POLICE in Northern Ireland are braced for further rioting in Belfast, amid warnings that republicans plan to disrupt Orange Order parades.
Three officers were shot and a further 24 injured during two clashes in the early hours of yesterday as Protestants began their annual July 12 celebrations.
Armed riot police last night moved in to remove more than 100 nationalist protesters staging a sit-down demonstration on the Crumlin Road, a notorious point in the Catholic Ardoyne district that Orangemen march along on their way back from the commemorations.
A police helicopter hovered while fortified Land Rovers surrounded the area as the tactical support group moved in. A crowd supporting the protesters outside the Ardoyne shops attacked officers with a range of missiles, including a petrol bomb.
Police appealed for calm, and urged community leaders to use their influence to help restore order.
The Police Service of Northern Ireland said it was expecting further “orchestrated” trouble.
Chief Superintendent Mark Hamilton said that there were small groups “who seem hell-bent on wrecking their own communities”.
Gerry Kelly, a Sinn Fein Member of the Legislative Assembly and former IRA prisoner, blamed the Continuity IRA for the unrest. The dissident group was exploiting “antisocial elements” in both communities, he claimed.

··········

[Parts of the exercise]
1. In the Belfast rioting report, how many officers were shot during the two clashes?
2. Resume the Belfast rioting report from its last sentence and keep it going.
The entries that follow have no connection to the Belfast rioting report.

··········

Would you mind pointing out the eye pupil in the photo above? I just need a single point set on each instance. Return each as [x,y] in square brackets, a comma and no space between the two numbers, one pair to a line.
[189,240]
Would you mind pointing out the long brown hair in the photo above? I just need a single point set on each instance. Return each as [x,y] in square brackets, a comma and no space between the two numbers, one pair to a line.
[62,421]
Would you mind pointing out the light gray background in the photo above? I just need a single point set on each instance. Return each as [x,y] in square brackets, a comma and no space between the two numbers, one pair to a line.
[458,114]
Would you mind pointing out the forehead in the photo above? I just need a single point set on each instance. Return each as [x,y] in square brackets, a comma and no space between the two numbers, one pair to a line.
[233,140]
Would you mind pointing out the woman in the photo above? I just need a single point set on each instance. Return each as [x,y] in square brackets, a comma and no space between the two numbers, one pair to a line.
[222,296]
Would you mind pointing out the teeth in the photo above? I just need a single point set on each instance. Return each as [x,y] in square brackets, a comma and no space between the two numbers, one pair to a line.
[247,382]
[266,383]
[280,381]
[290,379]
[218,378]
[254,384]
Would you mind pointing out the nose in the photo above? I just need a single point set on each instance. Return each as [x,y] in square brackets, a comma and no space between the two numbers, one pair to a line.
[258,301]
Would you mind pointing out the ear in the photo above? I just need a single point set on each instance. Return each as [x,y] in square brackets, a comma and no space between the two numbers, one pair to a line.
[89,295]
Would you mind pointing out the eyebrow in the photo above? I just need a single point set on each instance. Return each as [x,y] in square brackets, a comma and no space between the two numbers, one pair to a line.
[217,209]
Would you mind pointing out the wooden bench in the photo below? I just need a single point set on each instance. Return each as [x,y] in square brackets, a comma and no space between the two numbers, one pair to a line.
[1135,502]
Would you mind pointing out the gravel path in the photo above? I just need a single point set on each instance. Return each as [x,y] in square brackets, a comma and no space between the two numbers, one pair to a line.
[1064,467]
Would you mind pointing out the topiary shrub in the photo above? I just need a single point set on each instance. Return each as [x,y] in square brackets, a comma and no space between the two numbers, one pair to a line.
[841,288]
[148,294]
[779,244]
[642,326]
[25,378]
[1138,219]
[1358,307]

··········

[Results for the exercise]
1. Three officers were shot.

2.
Basil McCrea, of the Ulster Unionist Party, and a member of the police board, said the violence was “worse than it has been for a number of years”.
One policeman last night remained in hospital in a stable condition after he and two colleagues were hit by a shotgun fired by a masked man in a crowd of nationalists who had attacked the police in the north of the city.
Another 24 officers sustained injuries at this flashpoint in the North Queen Street area, and in the Broadway area in the southwest of the city, where police tried to separate nationalist youths from those attending bonfires in the nearby Donegall Road.
Officers were attacked with stones, bottles and petrol bombs, and responded with water cannon and baton rounds. In one incident seven people, including two young children, were injured when they were struck by a car. One witness, Ruth Patterson, a Democratic Unionist councillor, said that it was a “scene of utter chaos”.